| 作業課題 1 |
無痛分娩についての文章を、2文で要約してください。
| 作業課題 2 |
無痛分娩についての文章のうち、「日本には「痛みに耐えないとお」から「から選んでもらいたいのです。」までを、両端も含めて一字一句変えずにもう一度書き出してください。

| 文書の一部 |
=-=-=-=-=

「痛いのは嫌」”だけ”では決めてほしくない

【編集部】希望される妊婦さんは、どのようにして無痛分娩の存在を知るのでしょう?

【宋】今の日本では、妊娠したら麻酔分娩について耳にする機会は多くあります。お友達が麻酔を用いて出産して、よかったから自分も、と希望される方もいますね。

日本には「痛みに耐えないとお母さんになれない」という風潮もありますが、私のクリニックにくる方には、そういった風潮への問題意識はあまり感じません。痛いのは嫌だ、痛いのは怖い、との理由が大半です。

私は、麻酔分娩を希望する人がそれを選べるようになってほしいと願っています。同時に、「痛いのは嫌だ、無痛しかない」との思いだけでは決めてほしくない、とも考えています。妊婦さんには、麻酔分娩に伴うリスクをよく知ってから選んでもらいたいのです。

=-=-=-=-=

| 提供された項目 |
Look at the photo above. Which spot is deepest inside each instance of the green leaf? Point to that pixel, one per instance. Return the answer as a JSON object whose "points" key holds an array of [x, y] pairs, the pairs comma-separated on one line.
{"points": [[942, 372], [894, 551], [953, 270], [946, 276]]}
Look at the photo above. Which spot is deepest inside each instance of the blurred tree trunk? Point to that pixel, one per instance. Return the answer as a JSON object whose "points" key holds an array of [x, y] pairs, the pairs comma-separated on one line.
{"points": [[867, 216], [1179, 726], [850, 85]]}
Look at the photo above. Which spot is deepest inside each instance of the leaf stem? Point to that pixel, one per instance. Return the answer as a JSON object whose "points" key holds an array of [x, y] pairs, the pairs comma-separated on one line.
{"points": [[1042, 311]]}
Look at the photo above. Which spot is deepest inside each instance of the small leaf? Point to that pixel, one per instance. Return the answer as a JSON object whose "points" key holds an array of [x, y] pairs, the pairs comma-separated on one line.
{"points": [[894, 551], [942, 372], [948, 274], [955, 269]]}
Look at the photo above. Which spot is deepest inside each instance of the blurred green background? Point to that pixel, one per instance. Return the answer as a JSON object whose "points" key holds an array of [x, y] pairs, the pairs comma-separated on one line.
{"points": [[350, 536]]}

=-=-=-=-=

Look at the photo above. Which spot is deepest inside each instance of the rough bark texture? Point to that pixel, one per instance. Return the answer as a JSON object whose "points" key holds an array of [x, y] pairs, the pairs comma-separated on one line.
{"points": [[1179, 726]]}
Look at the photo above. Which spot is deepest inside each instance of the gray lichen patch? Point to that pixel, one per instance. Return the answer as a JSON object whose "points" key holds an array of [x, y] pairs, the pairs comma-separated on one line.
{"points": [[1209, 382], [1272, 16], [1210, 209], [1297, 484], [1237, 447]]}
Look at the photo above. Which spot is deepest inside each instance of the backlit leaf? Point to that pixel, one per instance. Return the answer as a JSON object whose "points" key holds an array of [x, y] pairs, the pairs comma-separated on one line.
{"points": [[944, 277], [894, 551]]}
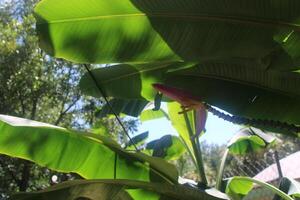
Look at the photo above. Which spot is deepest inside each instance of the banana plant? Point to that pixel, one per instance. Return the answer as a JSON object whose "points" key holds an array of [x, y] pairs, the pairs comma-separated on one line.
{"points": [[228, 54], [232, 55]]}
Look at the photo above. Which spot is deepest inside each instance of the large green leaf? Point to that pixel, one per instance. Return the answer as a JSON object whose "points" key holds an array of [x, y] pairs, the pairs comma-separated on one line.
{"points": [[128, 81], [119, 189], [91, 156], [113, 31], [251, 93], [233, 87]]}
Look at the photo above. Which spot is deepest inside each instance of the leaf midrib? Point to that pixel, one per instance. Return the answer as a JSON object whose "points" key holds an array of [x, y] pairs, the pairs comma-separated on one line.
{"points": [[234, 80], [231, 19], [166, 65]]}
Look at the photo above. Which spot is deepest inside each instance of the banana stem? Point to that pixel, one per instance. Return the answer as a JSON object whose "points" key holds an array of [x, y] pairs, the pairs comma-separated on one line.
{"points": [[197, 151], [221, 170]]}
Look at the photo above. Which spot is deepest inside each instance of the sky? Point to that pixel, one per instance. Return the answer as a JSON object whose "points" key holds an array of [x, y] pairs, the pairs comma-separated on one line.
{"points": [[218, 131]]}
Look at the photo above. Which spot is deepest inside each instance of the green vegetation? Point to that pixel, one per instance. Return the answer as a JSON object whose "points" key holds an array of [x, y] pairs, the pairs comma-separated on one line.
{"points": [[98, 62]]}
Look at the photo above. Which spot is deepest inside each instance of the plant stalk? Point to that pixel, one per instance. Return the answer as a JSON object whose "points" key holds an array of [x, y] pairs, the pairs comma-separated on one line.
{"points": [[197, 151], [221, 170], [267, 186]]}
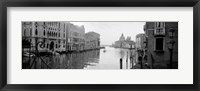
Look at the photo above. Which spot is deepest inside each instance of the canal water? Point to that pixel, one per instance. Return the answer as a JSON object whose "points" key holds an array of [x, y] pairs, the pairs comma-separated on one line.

=-=-=-=-=

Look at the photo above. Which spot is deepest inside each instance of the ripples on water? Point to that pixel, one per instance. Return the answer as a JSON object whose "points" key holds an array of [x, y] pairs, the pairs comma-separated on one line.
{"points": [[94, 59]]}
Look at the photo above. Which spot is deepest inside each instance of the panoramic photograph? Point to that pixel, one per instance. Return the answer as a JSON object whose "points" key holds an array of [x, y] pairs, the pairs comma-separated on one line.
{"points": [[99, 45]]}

=-=-=-=-=

| 回答 1 |
今の日本では妊娠すると麻酔分娩について耳にする機会が多く、宋のクリニックに来る人が希望する理由は、痛いのは嫌だ、怖いというものが大半です。宋は、希望する人が麻酔分娩を選べるようになってほしいと願う一方で、その思いだけで決めずに、伴うリスクをよく知ってから選んでほしいと考えています。

| 回答 2 |
日本には「痛みに耐えないとお母さんになれない」という風潮もありますが、私のクリニックにくる方には、そういった風潮への問題意識はあまり感じません。痛いのは嫌だ、痛いのは怖い、との理由が大半です。

私は、麻酔分娩を希望する人がそれを選べるようになってほしいと願っています。同時に、「痛いのは嫌だ、無痛しかない」との思いだけでは決めてほしくない、とも考えています。妊婦さんには、麻酔分娩に伴うリスクをよく知ってから選んでもらいたいのです。